EXERCISE REQUIREMENTS:
**1.** In the piece on clerical abuse and the Irish state, what excuse have the bishops put forward?
**2.** Carry the piece on clerical abuse and the Irish state further, picking up right after its final sentence.

Clerical rapists and the Irish state

Raping children is not a serious crime. Well, that seems to be the attitude of the Irish state. With thousands of cases of reported child abuse by clerics, and an admission by the Catholic Church all the way up to Cardinal Connell, that they refused to report abusers to the gardaí, there has been remarkably little action taken against them.

There have been no raids on the Archbishop's palace in search of the withheld complaints against priests. There have been no arrests of priests and bishops who have publicly admitted helping accused clerics to avoid prosecution. Given all that we now know about the organised cover-up of what happened in Catholic institutions, churches and hospitals it is fair to say that if any other organised group were guilty of the same offences there would be charges brought of "conspiracy to pervert the course of justice".

The only excuse put forward by the bishops is that they "did not understand" the seriousness of raping children! These are the same guys who, with great certainty, condemned multi-denominational education in the 1970s, who opposed the legalisation of contraception and divorce, who call abortion "murder". But when it came to destroying the childhood of young children we are expected to believe that they didn't realise it was a particularly bad thing! Bollocks.

Region pointing data:
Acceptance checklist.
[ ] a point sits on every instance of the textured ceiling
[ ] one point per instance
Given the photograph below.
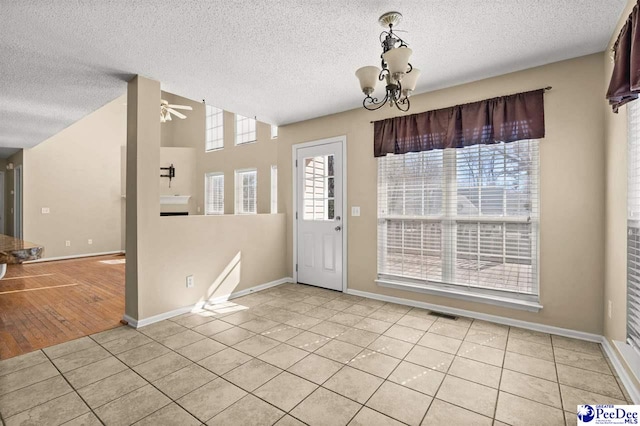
(282, 61)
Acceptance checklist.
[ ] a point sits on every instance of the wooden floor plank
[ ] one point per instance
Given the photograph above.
(41, 317)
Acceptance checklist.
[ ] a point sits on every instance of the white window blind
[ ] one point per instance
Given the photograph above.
(246, 190)
(215, 128)
(245, 129)
(633, 226)
(214, 193)
(465, 217)
(274, 189)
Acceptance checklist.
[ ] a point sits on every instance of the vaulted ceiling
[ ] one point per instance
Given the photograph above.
(280, 60)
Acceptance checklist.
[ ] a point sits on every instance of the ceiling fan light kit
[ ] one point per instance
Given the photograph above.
(166, 110)
(398, 74)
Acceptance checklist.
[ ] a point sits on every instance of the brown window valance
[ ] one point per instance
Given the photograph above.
(502, 119)
(625, 79)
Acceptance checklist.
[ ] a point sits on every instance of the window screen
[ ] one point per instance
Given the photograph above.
(246, 190)
(633, 226)
(214, 193)
(465, 217)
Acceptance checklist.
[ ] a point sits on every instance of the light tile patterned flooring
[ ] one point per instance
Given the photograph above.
(295, 354)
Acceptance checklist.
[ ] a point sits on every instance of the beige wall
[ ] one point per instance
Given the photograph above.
(260, 155)
(184, 161)
(224, 253)
(572, 188)
(17, 160)
(76, 174)
(615, 290)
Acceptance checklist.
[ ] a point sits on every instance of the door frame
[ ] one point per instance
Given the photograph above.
(3, 222)
(294, 149)
(18, 184)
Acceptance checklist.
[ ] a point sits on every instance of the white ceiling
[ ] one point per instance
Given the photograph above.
(280, 60)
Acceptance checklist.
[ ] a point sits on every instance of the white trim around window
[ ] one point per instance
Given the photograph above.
(245, 130)
(214, 128)
(246, 191)
(213, 193)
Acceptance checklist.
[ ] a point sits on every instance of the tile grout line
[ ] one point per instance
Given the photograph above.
(331, 339)
(148, 382)
(74, 390)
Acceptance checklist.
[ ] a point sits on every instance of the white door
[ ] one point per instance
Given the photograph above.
(319, 215)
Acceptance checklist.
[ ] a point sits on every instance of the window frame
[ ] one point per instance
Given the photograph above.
(253, 130)
(219, 114)
(449, 218)
(206, 193)
(239, 190)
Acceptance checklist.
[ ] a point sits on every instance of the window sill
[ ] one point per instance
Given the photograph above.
(462, 294)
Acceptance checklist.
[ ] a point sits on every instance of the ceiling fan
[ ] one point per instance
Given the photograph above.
(166, 110)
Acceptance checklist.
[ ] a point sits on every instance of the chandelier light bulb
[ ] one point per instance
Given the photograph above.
(368, 77)
(399, 75)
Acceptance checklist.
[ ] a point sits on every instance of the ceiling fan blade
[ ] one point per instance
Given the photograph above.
(180, 107)
(176, 113)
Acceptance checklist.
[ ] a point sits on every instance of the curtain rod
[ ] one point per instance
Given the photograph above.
(546, 89)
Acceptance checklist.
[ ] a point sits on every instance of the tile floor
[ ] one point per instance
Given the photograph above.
(295, 354)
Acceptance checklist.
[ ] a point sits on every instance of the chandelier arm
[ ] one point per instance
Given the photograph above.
(405, 102)
(373, 103)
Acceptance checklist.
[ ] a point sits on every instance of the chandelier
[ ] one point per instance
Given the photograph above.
(397, 73)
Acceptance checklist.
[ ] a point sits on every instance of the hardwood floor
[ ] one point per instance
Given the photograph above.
(43, 304)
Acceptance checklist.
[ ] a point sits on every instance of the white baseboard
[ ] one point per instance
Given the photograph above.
(478, 315)
(220, 299)
(76, 256)
(614, 355)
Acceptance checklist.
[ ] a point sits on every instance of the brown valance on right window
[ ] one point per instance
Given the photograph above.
(625, 79)
(503, 119)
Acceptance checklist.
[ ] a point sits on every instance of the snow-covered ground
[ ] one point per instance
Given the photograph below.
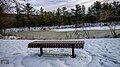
(97, 53)
(86, 28)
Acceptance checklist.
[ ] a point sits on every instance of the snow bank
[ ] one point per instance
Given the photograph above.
(97, 53)
(87, 28)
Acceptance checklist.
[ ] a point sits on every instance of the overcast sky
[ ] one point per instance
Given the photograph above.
(50, 5)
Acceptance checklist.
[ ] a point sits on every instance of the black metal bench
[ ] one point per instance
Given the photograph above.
(57, 44)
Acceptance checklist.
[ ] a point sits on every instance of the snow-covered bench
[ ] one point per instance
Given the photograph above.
(56, 44)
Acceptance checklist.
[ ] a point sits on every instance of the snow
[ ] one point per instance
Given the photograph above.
(97, 53)
(86, 28)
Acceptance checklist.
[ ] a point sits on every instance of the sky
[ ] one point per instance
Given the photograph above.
(50, 5)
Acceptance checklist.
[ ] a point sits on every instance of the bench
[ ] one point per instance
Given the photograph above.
(56, 44)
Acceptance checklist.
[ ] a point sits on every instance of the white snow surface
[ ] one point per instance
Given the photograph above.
(96, 53)
(85, 28)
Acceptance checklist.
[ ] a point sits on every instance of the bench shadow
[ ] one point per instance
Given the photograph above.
(54, 55)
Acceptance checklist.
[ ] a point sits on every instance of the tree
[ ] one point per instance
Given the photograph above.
(77, 14)
(5, 7)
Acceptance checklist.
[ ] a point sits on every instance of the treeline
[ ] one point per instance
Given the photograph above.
(27, 16)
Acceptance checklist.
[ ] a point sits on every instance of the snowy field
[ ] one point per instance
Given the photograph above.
(97, 53)
(86, 28)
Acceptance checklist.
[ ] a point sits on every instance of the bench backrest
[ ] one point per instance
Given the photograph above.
(56, 44)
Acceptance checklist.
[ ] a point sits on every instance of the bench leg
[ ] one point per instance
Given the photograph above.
(73, 55)
(41, 52)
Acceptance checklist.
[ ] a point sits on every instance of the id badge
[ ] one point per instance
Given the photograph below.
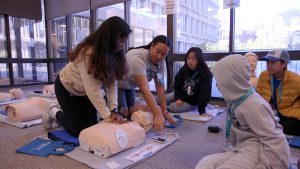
(189, 90)
(160, 78)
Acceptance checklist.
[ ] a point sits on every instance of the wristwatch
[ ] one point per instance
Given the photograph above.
(115, 110)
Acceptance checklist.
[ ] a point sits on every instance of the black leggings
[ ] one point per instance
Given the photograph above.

YOUR RESPONSES:
**1.** They say they "did not understand" the seriousness of raping children.

**2.**
Of course the state can hardly claim to be neutral. The majority of hospitals and the vast majority of schools are owned by the Catholic Church. Yet the state (with our tax money) pays the wages and pays 85% of the building costs. The Church authorities are then given the power to hire and fire nurses and teachers we pay for.

The government even gives the main churches money to promote their religion. Back in 1998 (March 25th) the Supreme Court dismissed an application by the Campaign to Separate Church and State to prevent the Minister for Education paying chaplains in community schools. So, we have the absurd situation where people of minority religions and of no religion at all see their tax money used to pay priests. It's just a little reminiscent of the tithing system of Penal Law days whereby Catholics and Presbyterians were forced to pay 10% of their income to the Anglican clergy.

Churches should have the right to worship their gods as they see fit, to organise their own affairs as they see fit. They should have the same rights as any other voluntary group but with no special privileges. Anarchists are not out to stop anyone practicing their religion, but we are determined to end the 'special position' of the churches (supposedly abolished in the 1972 referendum). Anarchists will continue to defend the weak and vulnerable, and will continue campaigning to break the power of the bishops.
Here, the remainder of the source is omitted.